Stated task
Swap "photograph" for "image" throughout the material below and reproduce it with nothing else changed. Leave the pictures out of your answer.

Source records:
++++++

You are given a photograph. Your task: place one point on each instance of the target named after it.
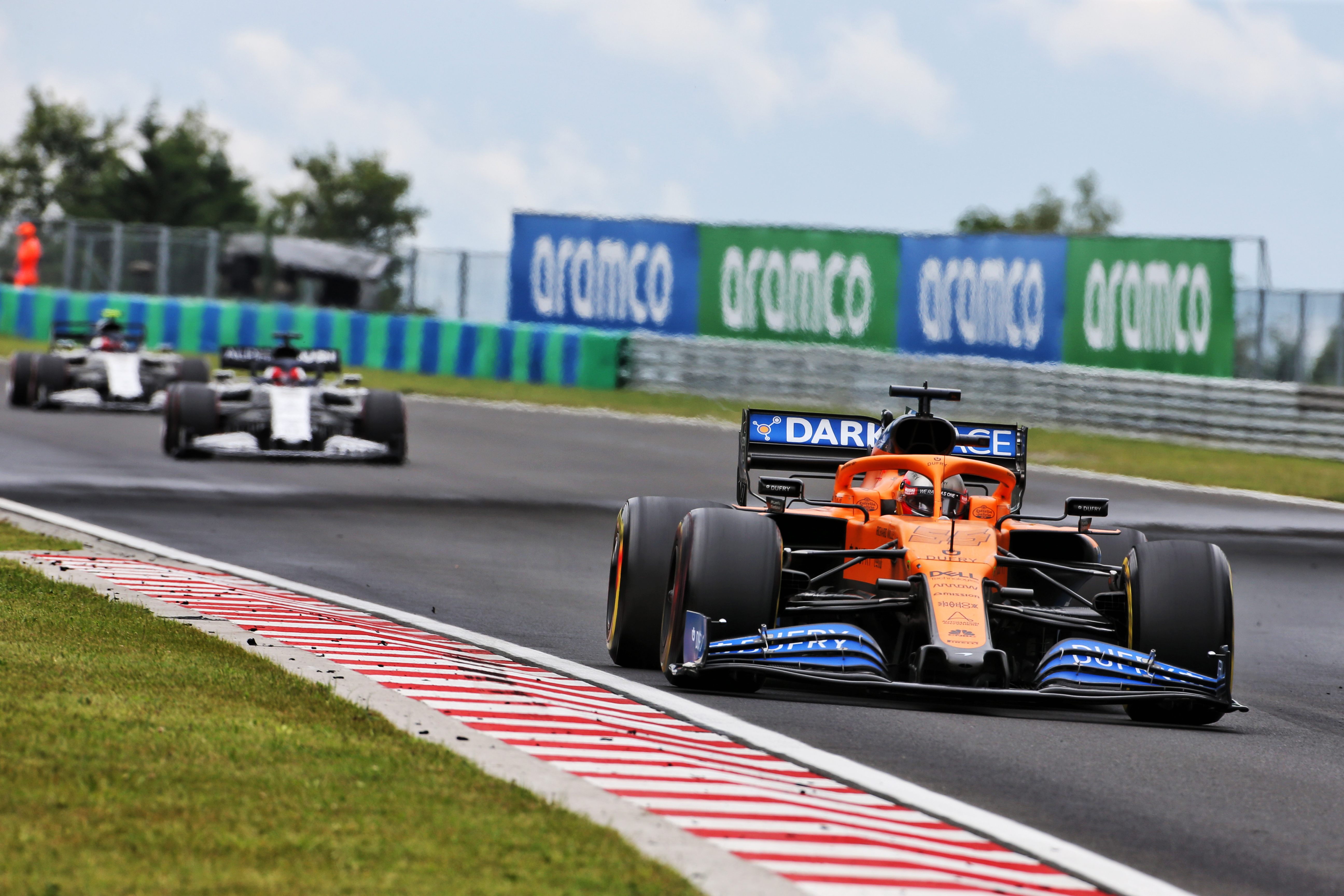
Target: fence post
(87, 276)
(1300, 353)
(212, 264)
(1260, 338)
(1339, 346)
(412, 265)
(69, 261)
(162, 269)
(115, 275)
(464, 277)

++++++

Expected output
You are given a image. Your task: place one point on each instance of the target named after it.
Target: fence post
(87, 276)
(1300, 353)
(212, 264)
(1260, 338)
(1339, 346)
(412, 265)
(69, 261)
(162, 269)
(115, 275)
(464, 277)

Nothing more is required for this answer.